#### Material provided
=== Section Start ===

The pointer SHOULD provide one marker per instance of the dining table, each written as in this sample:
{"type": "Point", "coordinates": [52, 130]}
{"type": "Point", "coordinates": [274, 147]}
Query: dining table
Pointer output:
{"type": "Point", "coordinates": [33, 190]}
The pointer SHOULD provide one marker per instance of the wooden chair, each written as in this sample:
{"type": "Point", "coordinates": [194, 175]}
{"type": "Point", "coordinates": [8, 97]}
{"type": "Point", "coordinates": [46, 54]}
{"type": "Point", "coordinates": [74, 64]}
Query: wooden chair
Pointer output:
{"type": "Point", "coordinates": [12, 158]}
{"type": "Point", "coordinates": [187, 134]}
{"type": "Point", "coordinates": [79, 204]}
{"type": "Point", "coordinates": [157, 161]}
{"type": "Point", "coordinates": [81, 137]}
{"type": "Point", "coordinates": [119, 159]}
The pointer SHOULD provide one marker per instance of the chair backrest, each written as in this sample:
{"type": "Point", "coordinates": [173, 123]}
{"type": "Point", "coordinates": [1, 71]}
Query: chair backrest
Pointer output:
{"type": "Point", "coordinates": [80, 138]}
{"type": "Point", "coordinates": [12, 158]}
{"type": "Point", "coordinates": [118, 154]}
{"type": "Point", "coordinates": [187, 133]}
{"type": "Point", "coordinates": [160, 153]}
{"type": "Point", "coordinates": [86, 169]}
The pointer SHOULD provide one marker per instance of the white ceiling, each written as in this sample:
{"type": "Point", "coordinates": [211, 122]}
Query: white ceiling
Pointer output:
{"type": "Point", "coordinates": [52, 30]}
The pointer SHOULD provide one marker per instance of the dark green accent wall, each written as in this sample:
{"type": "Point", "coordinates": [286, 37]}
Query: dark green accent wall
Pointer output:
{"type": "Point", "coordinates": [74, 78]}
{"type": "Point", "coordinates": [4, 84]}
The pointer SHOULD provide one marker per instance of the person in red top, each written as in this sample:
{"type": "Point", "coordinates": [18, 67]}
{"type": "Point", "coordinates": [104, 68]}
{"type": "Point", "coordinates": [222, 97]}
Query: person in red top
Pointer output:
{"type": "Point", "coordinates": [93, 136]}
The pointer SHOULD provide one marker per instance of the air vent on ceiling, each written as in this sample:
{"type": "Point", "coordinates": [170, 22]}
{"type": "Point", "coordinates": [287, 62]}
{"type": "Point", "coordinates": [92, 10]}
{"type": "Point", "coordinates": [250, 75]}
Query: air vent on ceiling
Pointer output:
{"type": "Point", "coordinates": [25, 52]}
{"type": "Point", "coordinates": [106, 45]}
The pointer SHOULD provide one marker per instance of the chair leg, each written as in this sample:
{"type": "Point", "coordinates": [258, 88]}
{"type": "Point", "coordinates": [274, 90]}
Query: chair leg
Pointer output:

=== Section End ===

#### Problem to work on
Every entry needs to be written out again, exactly as given.

#### Result of this exercise
The pointer SHOULD provide one marker per instance of the dining table, each written as in this sample:
{"type": "Point", "coordinates": [52, 130]}
{"type": "Point", "coordinates": [274, 147]}
Query: dining table
Pointer output:
{"type": "Point", "coordinates": [33, 190]}
The pointer SHOULD provide one marker per instance of the wooden chair, each written as in this sample:
{"type": "Point", "coordinates": [194, 175]}
{"type": "Point", "coordinates": [8, 97]}
{"type": "Point", "coordinates": [46, 54]}
{"type": "Point", "coordinates": [74, 64]}
Query: wooden chair
Pointer output:
{"type": "Point", "coordinates": [12, 158]}
{"type": "Point", "coordinates": [187, 134]}
{"type": "Point", "coordinates": [79, 204]}
{"type": "Point", "coordinates": [157, 161]}
{"type": "Point", "coordinates": [81, 137]}
{"type": "Point", "coordinates": [119, 159]}
The pointer SHOULD provide one marker per instance of the chair backrest, each written as in this sample:
{"type": "Point", "coordinates": [173, 123]}
{"type": "Point", "coordinates": [1, 71]}
Query: chair backrest
Pointer output:
{"type": "Point", "coordinates": [80, 138]}
{"type": "Point", "coordinates": [12, 158]}
{"type": "Point", "coordinates": [118, 154]}
{"type": "Point", "coordinates": [187, 133]}
{"type": "Point", "coordinates": [160, 153]}
{"type": "Point", "coordinates": [86, 169]}
The pointer SHOULD provide one marker per instance of the white ceiling, each written as in this sample:
{"type": "Point", "coordinates": [211, 122]}
Query: white ceiling
Pointer output:
{"type": "Point", "coordinates": [52, 30]}
The pointer SHOULD provide one marker per instance of the dark green accent wall, each written as in this sample:
{"type": "Point", "coordinates": [286, 37]}
Query: dark green accent wall
Pointer output:
{"type": "Point", "coordinates": [74, 78]}
{"type": "Point", "coordinates": [4, 84]}
The pointer SHOULD provide one marker per instance of the person in red top, each written as in this sample:
{"type": "Point", "coordinates": [18, 67]}
{"type": "Point", "coordinates": [104, 68]}
{"type": "Point", "coordinates": [222, 97]}
Query: person in red top
Pointer output:
{"type": "Point", "coordinates": [93, 136]}
The pointer SHOULD provide one marker per instance of the air vent on ceiling, each written as in this sample:
{"type": "Point", "coordinates": [170, 22]}
{"type": "Point", "coordinates": [287, 62]}
{"type": "Point", "coordinates": [92, 10]}
{"type": "Point", "coordinates": [250, 75]}
Query: air vent on ceiling
Pointer output:
{"type": "Point", "coordinates": [25, 52]}
{"type": "Point", "coordinates": [106, 45]}
The pointer SHOULD provide one marker per instance of the chair leg, each written as in this sample:
{"type": "Point", "coordinates": [258, 88]}
{"type": "Point", "coordinates": [274, 90]}
Query: chair leg
Pointer output:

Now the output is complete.